Sayfa:
---+---

Üçüncü Evre: “Sıkıntılı iş ve uğraşılardan kurtulma ve egemenliğin beraberinde getirdiği kazançları toplayarak rahatlama aşamasıdır. Mevcut egemen bu aşamada vergi almaya, haraç toplamaya, girdileri çıktıkları hesaplamaya, bütçe yapıp ekonomiyi düzenlemeye, kalabalık nüfusların yaşayabileceği binalar yaptırmaya, büyük yapılar inşa etmeye, geniş kentler ve yüksek heykeller oluşturmaya koyulur. Ulusların ileri gelenlerinden ve çeşitli kabilelerden gelen elçilere, beratlar, armağanlar verir. Uygun olan nimetleri, kendi ailesinin önüne de serer. Bununla birlikte yardımcılarını, çevresini genişletmeye çabalar. Mal vererek ün ve önem kazandırarak çevresindekilerin durumlarıyla ilgilenir. Bu aşama, devlet egemenlerinin bağımsız davranabildikleri aşamaların sonuncusudur; çünkü anlatılan aşamaların tümünde, devlet egemenleri, kendi düşünce ve eylemleri ile bağımsız olarak davranırlar, üstünlüklerini kurarlar ve kendilerinden sonrakilere gerekli yolları açarlar.

Dördüncü Evre: Yetinme ve barışma aşamasıdır. Bu aşamada devletin egemeni, kendinden öncekilerin meydana getirdikleriyle yetinip hoşnut olur. Kendi gibi olan başka devlet egemenleriyle hiç mücadele etmeksizin barış içinde bulunur. Kendinden öncekileri izler. Onların izlerine adım adım uyar. Boyun eğip uyma biçimlerinin en güzeliyle onların yolundan gider ve onlara uymaz ise işlerinin bozulacağını düşünür. Egemenliğin ululuğunu kurdukları için, her şeyi onların daha iyi görüp gösterdiklerine inanır.

---+---

Alıştırma malzemeleri:
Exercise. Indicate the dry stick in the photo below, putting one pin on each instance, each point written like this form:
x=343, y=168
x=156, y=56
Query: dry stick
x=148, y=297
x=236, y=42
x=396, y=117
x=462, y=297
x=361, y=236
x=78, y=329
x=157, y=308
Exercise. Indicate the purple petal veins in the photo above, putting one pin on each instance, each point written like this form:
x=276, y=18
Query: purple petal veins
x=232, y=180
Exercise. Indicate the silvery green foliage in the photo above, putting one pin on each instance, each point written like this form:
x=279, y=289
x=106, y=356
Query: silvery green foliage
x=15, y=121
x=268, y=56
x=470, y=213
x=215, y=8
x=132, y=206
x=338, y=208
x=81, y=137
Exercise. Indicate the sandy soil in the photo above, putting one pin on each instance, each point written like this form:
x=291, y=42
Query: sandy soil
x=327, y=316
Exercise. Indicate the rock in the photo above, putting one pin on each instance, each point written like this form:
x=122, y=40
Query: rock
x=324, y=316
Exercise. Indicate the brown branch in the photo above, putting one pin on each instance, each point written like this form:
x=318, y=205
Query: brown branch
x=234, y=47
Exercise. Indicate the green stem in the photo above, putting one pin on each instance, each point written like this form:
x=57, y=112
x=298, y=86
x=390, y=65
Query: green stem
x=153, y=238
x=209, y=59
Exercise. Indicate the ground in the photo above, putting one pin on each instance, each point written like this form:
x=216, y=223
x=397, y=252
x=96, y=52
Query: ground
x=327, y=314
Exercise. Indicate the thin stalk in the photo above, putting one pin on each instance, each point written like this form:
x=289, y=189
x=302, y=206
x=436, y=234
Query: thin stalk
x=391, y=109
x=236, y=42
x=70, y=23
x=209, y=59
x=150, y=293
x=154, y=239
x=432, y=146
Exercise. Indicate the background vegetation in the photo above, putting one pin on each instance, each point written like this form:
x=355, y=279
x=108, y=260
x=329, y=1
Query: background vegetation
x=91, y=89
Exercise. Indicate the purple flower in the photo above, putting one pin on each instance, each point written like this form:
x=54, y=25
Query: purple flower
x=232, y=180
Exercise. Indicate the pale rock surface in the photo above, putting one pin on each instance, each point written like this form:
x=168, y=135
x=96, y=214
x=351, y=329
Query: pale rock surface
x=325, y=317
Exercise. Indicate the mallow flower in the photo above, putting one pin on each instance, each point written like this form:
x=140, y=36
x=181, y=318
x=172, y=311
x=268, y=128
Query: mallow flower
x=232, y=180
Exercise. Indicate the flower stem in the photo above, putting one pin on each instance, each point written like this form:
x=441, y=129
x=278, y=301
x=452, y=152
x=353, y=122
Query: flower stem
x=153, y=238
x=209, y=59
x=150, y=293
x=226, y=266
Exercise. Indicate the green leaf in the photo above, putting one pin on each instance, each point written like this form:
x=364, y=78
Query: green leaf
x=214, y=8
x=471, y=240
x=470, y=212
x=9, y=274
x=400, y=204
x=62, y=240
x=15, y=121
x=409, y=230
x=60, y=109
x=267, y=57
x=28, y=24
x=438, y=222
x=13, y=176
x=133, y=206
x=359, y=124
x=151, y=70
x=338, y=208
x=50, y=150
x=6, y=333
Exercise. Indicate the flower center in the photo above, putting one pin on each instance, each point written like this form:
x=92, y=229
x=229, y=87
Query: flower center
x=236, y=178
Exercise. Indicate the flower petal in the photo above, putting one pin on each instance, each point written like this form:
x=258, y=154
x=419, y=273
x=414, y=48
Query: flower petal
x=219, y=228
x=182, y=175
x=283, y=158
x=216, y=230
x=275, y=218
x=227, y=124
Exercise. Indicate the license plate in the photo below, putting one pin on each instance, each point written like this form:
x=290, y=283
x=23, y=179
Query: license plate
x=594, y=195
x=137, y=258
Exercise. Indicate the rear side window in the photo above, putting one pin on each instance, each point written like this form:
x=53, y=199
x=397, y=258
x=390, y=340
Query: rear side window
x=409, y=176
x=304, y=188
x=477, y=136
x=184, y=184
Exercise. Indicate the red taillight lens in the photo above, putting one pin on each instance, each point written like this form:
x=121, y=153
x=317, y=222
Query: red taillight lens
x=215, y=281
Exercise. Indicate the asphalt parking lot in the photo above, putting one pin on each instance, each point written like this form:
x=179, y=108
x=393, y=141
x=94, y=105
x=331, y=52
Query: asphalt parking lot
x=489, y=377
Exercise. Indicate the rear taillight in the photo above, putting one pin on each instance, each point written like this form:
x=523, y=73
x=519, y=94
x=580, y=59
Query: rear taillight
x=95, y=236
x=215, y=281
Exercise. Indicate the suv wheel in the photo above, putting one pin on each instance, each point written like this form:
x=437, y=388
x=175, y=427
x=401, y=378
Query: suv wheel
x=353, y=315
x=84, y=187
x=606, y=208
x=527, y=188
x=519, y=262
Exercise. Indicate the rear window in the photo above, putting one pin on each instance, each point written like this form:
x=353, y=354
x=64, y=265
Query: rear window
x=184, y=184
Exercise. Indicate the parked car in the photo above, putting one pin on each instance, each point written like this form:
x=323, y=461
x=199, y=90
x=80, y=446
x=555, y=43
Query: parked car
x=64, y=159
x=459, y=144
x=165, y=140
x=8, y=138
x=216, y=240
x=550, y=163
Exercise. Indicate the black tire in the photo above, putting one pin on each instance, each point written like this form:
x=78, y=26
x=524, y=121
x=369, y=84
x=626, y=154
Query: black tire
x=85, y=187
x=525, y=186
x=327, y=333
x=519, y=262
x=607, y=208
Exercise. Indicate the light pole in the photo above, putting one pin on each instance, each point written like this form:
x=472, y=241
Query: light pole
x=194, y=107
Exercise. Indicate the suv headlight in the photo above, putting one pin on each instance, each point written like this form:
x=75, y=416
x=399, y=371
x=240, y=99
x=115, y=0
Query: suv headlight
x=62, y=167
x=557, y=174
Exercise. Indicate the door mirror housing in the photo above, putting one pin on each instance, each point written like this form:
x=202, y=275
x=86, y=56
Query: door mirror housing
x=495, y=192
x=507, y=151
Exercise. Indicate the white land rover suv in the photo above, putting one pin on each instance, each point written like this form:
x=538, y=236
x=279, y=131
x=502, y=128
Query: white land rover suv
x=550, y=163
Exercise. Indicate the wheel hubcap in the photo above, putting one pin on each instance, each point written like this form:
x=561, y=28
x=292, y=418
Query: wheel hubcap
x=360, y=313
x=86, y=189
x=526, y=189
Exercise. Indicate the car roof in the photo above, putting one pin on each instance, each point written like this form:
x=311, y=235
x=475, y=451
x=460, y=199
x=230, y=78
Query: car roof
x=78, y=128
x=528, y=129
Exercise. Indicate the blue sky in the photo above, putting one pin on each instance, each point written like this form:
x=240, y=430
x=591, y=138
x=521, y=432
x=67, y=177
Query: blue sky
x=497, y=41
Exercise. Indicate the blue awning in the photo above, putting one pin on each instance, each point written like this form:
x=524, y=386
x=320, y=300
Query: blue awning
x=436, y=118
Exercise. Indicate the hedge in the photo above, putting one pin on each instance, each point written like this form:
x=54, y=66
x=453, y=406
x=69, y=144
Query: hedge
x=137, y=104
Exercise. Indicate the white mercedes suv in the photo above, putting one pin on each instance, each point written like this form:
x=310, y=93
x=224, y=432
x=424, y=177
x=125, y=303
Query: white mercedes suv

---+---

Görev 1: Yukarıdaki satırlardan "door" dizesini içerenleri seçin ve her birini kopyalayın. Büyük ve küçük harf ayrımı dikkate alınmalıdır.
Görev 2: Devlet egemenliğinin evrelerini anlatan metni, son cümlesinden sonra gelecek biçimde sürdürün.

Alıştırma çıktısı 1:
Exercise. Indicate the door mirror housing in the photo above, putting one pin on each instance, each point written like this form:
Query: door mirror housing

Alıştırma çıktısı 2:
Beşinci Evre: Saçıp savurma aşamasıdır. Devletin egemeni bu aşamada kendinden öncekilerin toplayıp biriktirdiklerini, zevk ve sefa içinde, dostlarına ve toplantılarında bulunanlara tükettirme durumundadır. Bu evrede devlette ihtiyarlama durumu meydana gelir. Devlet tedavisi mümkün olmayan hastalığa tutulur ve bu

hastalıktan iyileşmesi artık imkânsız hale gelir.”84 Bu durum devlet yıkılıncaya kadar

devam eder. Bu durumu tarihi olaylar ile örneklendirmek mümkündür. Emevi ve Abbasiler fetih hareketleri ile sınırlarını genişletmelerine rağmen devlet yöneticilerinin lüks ve savruk yaşamaları, taht kavgaları vb. birçok neden yıkılmalarına neden olmuştur. Anadolu Selçukluları ise fetihler ile sınırlarını genişletirken veraset sistemi, yani ülke topraklarının hanedanın ortak malı sayılması anlayışı ve isyanlar sebebiyle parçalara ayrılmış ve devlet çökmüştür. Roma, Bizans, Osmanlı vb. birçok büyük devlet İbni Haldun’un yukarıda değindiği üç nesil teorisine uymasa da devletlerin geçirdiği dönemler, zamansal farklılıklara rağmen bahse konu olan evrelerdeki tutum ve davranışlar ile örtüştüğünden yıkılmaları kaçınılmaz olmuştur.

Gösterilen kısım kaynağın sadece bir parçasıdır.